* start *
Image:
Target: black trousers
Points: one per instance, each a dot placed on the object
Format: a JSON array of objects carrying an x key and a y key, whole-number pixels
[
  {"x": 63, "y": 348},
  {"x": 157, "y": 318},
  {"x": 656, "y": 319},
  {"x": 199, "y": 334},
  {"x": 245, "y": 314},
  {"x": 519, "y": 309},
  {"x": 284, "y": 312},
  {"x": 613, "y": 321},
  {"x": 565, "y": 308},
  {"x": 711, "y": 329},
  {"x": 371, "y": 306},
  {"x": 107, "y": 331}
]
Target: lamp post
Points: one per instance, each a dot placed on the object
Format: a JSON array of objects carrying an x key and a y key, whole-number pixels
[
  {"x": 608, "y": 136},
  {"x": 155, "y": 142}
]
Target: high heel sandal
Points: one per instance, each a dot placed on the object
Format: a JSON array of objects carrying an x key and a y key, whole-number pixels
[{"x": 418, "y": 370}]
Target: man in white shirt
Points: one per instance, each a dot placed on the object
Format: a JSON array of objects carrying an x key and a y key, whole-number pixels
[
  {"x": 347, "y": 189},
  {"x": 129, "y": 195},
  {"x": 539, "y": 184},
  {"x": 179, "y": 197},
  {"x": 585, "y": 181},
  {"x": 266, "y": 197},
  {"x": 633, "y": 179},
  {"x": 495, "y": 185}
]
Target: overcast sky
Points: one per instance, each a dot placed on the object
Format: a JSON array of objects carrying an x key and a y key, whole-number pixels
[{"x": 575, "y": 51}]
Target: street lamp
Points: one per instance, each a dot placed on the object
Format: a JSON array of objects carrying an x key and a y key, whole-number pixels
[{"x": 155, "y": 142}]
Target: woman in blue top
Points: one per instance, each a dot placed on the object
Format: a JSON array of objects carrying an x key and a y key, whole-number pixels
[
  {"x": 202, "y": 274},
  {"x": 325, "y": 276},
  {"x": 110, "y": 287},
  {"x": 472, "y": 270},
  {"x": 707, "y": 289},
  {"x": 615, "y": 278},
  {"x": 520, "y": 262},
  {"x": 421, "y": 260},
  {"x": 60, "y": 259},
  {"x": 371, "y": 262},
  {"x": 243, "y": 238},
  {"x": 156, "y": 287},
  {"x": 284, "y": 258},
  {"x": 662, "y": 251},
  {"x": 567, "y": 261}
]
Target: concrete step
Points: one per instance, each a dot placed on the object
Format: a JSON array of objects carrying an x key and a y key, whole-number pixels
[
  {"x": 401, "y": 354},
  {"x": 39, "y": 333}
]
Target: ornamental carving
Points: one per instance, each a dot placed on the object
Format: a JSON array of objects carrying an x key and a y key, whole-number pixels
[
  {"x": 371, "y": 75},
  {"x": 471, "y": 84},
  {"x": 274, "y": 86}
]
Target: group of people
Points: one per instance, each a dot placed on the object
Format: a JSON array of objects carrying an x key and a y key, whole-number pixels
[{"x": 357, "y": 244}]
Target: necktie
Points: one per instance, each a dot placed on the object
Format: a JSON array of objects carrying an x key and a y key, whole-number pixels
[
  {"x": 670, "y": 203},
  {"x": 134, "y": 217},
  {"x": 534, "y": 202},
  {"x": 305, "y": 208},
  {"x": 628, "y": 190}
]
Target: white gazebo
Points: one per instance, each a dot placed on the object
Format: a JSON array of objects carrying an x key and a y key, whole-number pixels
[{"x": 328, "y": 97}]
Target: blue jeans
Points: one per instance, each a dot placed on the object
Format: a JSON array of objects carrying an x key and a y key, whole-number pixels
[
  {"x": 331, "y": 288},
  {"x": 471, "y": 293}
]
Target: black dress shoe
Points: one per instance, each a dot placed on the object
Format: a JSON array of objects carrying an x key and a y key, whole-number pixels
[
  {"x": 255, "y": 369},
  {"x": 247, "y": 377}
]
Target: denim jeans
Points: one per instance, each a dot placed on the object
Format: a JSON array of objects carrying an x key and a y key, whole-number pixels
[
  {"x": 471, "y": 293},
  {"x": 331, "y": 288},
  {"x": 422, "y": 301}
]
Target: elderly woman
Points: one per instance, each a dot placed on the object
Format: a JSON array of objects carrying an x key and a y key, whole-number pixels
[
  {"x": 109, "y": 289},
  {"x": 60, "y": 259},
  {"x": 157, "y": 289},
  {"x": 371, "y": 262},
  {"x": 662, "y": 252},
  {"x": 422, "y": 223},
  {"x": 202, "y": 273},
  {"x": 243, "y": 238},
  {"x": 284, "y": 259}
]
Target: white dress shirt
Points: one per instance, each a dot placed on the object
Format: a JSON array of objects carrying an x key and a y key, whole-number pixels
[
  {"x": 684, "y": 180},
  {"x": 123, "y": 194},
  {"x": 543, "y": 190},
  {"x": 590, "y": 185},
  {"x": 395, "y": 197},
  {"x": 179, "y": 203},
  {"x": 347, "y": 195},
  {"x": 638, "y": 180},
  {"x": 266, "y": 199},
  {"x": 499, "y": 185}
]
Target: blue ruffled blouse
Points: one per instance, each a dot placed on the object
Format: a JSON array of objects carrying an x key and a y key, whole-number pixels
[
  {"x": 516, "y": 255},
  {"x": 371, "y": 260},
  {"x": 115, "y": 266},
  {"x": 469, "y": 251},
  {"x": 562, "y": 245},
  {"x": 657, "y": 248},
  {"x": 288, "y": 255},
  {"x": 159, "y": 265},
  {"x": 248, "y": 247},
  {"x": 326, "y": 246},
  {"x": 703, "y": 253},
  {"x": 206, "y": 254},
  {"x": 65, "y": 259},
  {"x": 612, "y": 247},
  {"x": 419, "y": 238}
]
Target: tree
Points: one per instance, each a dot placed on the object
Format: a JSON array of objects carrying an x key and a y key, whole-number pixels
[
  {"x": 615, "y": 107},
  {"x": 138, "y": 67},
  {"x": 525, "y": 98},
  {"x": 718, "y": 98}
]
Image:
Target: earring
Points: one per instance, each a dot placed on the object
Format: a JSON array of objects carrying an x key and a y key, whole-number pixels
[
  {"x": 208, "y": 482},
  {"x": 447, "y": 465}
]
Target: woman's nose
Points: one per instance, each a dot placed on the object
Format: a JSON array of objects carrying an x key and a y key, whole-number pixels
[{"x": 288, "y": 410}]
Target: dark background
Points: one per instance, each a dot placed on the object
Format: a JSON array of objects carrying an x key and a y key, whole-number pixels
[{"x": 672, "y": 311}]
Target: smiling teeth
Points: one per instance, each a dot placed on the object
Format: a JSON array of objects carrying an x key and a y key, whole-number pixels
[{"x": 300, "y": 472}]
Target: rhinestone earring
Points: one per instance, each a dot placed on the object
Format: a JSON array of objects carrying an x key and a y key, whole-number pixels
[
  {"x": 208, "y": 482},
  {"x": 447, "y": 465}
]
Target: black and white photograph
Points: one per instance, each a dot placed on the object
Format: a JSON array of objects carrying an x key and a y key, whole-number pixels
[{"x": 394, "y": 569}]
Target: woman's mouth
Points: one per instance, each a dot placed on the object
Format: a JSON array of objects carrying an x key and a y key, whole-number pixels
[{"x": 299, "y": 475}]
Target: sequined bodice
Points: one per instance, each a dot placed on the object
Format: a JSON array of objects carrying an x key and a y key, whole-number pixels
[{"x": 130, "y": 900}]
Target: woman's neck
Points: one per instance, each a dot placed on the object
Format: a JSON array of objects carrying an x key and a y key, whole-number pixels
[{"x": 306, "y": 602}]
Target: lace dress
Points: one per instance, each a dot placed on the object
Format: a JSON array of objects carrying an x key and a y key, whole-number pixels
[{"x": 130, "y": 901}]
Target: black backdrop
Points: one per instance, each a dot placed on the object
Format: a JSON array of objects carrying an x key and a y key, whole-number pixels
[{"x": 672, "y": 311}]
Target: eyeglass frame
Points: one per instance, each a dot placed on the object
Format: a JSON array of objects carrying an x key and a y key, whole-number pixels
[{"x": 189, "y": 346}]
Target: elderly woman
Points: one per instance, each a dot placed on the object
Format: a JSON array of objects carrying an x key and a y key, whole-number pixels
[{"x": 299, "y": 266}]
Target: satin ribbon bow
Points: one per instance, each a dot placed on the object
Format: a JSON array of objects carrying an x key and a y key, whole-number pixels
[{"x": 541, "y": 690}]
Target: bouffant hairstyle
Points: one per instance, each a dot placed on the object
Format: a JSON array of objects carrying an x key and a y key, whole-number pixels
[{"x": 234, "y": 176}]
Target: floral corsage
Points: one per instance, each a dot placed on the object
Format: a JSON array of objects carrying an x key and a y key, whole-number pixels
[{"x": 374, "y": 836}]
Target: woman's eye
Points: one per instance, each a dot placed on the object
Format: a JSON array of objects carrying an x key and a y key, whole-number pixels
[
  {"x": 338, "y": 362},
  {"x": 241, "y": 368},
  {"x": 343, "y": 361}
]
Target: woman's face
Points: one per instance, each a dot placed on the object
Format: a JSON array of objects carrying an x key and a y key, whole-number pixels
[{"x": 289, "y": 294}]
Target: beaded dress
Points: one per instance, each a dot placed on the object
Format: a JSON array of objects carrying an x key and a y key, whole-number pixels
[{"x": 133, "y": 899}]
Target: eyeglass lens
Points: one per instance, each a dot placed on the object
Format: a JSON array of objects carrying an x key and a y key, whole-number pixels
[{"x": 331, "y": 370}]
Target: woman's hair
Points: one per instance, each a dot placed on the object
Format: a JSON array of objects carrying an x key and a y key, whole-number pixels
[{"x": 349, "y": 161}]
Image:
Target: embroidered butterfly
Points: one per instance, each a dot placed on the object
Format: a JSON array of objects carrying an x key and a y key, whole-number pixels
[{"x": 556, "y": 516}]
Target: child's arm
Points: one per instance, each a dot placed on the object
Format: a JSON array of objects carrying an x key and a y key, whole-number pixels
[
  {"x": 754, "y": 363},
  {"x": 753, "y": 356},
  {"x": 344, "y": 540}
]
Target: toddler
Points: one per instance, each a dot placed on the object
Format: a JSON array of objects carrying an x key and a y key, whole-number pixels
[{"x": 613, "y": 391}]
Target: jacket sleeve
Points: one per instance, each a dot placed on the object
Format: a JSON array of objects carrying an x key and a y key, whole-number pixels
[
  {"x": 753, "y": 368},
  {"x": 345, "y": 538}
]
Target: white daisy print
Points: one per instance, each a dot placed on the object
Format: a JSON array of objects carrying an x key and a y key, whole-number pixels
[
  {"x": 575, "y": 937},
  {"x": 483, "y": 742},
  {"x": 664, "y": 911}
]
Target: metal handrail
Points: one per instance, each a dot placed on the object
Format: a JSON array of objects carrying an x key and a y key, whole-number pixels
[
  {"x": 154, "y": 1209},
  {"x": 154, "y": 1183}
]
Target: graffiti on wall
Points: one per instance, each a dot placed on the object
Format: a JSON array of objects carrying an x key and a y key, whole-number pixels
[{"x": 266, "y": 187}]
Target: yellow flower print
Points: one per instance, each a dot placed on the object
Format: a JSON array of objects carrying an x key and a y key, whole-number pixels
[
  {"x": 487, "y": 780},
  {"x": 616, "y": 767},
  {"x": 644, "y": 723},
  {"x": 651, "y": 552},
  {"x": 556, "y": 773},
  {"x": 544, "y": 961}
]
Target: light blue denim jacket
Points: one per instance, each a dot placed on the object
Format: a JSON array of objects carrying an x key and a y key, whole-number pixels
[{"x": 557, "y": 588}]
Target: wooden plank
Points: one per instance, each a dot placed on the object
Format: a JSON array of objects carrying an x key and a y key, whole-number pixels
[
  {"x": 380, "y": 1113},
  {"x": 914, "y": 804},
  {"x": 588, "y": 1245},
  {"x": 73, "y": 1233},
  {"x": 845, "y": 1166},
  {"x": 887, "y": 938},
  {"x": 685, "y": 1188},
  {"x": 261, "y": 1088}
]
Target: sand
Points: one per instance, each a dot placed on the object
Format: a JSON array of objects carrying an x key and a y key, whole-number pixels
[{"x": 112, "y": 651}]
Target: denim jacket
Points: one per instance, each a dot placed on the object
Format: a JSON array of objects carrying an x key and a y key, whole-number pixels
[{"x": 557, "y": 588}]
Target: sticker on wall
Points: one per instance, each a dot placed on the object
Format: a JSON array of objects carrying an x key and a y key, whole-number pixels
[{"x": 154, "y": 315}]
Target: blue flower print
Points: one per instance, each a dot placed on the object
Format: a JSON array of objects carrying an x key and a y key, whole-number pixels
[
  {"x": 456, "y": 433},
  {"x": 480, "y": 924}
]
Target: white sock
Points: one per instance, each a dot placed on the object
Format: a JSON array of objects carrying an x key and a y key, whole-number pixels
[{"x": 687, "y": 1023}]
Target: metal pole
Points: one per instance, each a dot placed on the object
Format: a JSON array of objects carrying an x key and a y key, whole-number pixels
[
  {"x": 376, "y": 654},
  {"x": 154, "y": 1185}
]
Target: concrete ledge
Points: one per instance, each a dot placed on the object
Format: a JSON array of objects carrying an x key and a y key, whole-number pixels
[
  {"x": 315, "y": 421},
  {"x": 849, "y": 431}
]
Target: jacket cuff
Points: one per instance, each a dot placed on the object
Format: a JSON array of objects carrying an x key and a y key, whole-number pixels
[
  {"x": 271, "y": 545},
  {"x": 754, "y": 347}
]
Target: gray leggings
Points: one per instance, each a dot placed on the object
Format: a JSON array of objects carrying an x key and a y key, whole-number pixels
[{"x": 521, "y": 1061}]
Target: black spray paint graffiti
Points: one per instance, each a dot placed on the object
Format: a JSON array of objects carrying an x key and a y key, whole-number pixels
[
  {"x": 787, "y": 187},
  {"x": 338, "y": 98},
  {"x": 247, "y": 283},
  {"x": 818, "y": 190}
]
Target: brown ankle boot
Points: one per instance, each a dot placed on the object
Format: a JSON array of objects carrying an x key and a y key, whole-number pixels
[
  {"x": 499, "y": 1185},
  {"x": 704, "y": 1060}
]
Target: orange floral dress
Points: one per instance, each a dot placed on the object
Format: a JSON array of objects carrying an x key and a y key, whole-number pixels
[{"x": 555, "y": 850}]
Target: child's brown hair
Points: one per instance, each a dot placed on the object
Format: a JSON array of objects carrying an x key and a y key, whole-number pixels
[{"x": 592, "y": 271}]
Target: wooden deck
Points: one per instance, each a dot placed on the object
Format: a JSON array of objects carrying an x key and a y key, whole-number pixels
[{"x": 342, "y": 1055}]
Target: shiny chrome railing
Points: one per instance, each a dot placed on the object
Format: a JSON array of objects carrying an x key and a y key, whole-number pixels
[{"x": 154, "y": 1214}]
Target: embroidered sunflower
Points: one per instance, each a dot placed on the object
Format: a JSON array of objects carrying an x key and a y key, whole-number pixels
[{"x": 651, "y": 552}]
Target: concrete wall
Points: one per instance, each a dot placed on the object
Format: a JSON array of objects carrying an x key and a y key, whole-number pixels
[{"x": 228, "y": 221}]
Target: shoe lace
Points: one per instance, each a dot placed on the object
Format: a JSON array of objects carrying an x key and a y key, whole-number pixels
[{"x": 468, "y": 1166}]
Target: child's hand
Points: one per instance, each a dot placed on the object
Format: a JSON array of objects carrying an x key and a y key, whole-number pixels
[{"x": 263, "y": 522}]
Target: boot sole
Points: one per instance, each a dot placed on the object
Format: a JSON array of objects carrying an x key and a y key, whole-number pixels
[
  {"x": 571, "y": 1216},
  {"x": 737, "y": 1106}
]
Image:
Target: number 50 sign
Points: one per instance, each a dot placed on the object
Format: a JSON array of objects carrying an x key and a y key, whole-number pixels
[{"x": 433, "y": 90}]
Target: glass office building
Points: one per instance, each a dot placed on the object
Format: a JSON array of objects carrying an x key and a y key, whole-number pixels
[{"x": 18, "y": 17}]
* end *
- Problem: Starting with the line that contains "Target: embroidered sunflower", output every line through the end of the listing above, unchanged.

- Correct result:
Target: embroidered sunflower
Points: one per instance, each a dot placed on the object
Format: a JSON array of objects carrying an x key and a y key, whole-number pixels
[{"x": 651, "y": 552}]
Target: concrete wall
Points: one per instance, each a dot placed on the object
Format: a JSON array of objects carrying an x key and a y key, whole-number pixels
[{"x": 228, "y": 221}]
Target: shoe lace
Points: one per instance, each a dot placed on the object
Format: a JSON array of objects carrying an x key and a y key, whole-number pixels
[{"x": 468, "y": 1166}]
Target: child's hand
Points: one per instance, each a dot placed on the object
Format: a JSON array of objects carrying an x key and a y key, whole-number pixels
[{"x": 263, "y": 522}]
Target: boot sole
Points: one per instance, each a dot placed on the object
Format: a JSON array of objects carrying an x key and a y key, whole-number pixels
[
  {"x": 571, "y": 1216},
  {"x": 737, "y": 1106}
]
Image:
Target: number 50 sign
Points: one per instance, each a dot placed on the object
Format: a JSON array of objects carrying an x key and a y key, whole-number pixels
[{"x": 433, "y": 90}]
Target: glass office building
Points: one per instance, each a dot placed on the object
Format: a JSON array of objects carrying an x key and a y key, whole-number pixels
[{"x": 18, "y": 17}]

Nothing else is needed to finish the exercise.